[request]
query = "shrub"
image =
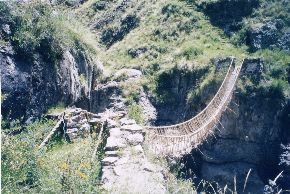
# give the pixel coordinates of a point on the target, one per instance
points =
(114, 34)
(191, 52)
(135, 111)
(65, 168)
(41, 29)
(173, 10)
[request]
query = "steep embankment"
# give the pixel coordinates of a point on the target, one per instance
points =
(179, 47)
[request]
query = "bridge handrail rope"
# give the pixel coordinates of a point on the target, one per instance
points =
(183, 136)
(202, 113)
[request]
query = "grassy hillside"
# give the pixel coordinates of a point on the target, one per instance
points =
(153, 36)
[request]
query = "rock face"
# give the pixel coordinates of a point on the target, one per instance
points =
(125, 167)
(109, 96)
(228, 14)
(29, 89)
(173, 87)
(248, 137)
(268, 35)
(80, 123)
(284, 165)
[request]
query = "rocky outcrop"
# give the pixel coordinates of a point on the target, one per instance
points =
(125, 167)
(247, 138)
(80, 123)
(30, 88)
(268, 35)
(109, 96)
(228, 14)
(284, 165)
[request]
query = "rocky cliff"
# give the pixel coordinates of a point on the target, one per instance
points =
(29, 89)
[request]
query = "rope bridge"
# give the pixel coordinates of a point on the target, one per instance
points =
(181, 138)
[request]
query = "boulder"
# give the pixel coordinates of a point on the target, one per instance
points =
(132, 128)
(226, 173)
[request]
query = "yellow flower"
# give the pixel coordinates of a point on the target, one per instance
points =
(64, 166)
(82, 175)
(84, 165)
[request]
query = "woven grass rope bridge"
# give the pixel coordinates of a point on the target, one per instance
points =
(180, 139)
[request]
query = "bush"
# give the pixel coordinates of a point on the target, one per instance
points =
(135, 111)
(40, 29)
(191, 52)
(114, 34)
(65, 168)
(173, 10)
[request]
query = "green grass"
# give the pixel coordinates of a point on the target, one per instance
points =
(59, 168)
(58, 108)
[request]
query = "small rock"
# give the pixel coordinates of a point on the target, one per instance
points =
(85, 127)
(72, 130)
(134, 139)
(125, 121)
(111, 123)
(115, 132)
(94, 121)
(124, 74)
(114, 143)
(138, 149)
(132, 128)
(109, 161)
(111, 153)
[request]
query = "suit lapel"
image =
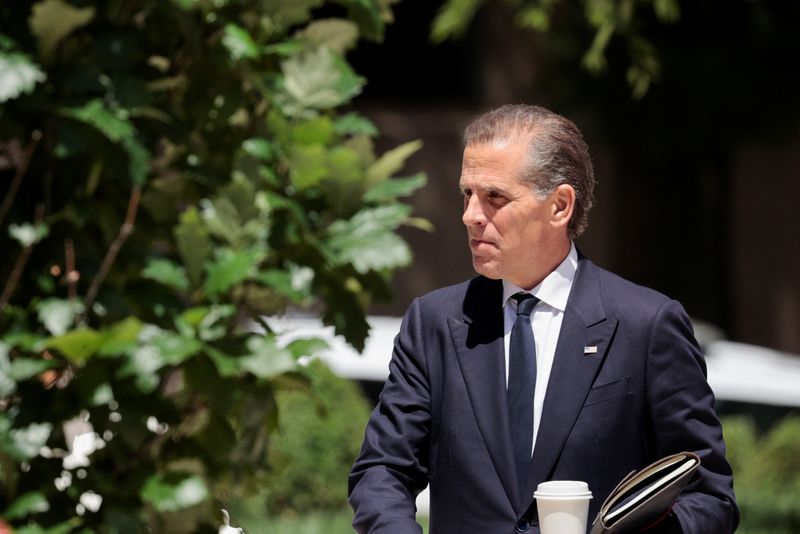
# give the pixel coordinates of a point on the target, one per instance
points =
(478, 338)
(585, 325)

........

• _Exercise_
Pictures stay out; reproduce every line of the records exactly.

• _Output for this exercise_
[request]
query = "shrub"
image =
# give the pixel coordinates of a point on the target, one per instance
points =
(114, 34)
(191, 52)
(135, 111)
(65, 168)
(41, 29)
(173, 10)
[request]
query = "steep embankment"
# give the pixel coordinates of a point on the target, one per instance
points =
(179, 47)
[request]
query = "bridge handrail rope"
# give the pixel coordinates of a point on the target, one per instance
points =
(183, 136)
(202, 113)
[request]
query = "grassy hillside"
# give the pixel coordinates of a point on the target, one per instance
points =
(153, 36)
[request]
query = "rock face"
# give the pixel coordinates of a point on the target, one per instance
points =
(125, 167)
(109, 96)
(228, 14)
(29, 89)
(173, 87)
(248, 137)
(268, 35)
(80, 123)
(284, 165)
[request]
query = "rocky outcrop"
# give the pixel coordinates of a point on the target, one per instance
points =
(125, 167)
(247, 138)
(80, 123)
(30, 88)
(268, 35)
(109, 96)
(228, 14)
(284, 165)
[request]
query = "rocky cliff"
# give the pixel coordinates of a point on the target, one per instance
points =
(29, 89)
[request]
query = "rope bridge"
# give the pixel coordinates of a point on the target, one per instance
points =
(181, 138)
[request]
query = "boulder"
# give the pixel coordinates of a point on the target, one per instance
points =
(132, 128)
(226, 173)
[request]
query = "yellow flower"
# give the pixel coordinates of a point on the target, one per instance
points =
(64, 166)
(82, 175)
(84, 165)
[request]
query = "woven grass rope bridge"
# give the pixel coordinates of a point on the target, one per instance
points =
(180, 139)
[request]
query = "bush"
# give the pixel coordinates of a point on the target, one per instance
points =
(135, 111)
(40, 29)
(191, 52)
(114, 34)
(65, 168)
(173, 10)
[request]
query = "green grass"
# give the pixel coordinates of a point on the target, one per instance
points =
(59, 168)
(58, 108)
[request]
query = "small rock"
# give the pixel coordinates of a point on the target, one per instance
points =
(85, 127)
(72, 130)
(134, 139)
(125, 121)
(111, 123)
(115, 132)
(94, 121)
(124, 74)
(114, 143)
(138, 149)
(132, 128)
(109, 161)
(111, 153)
[request]
query = "suit lapel"
image =
# give the pixel coordinates of a point on the target, one per instance
points =
(478, 338)
(585, 325)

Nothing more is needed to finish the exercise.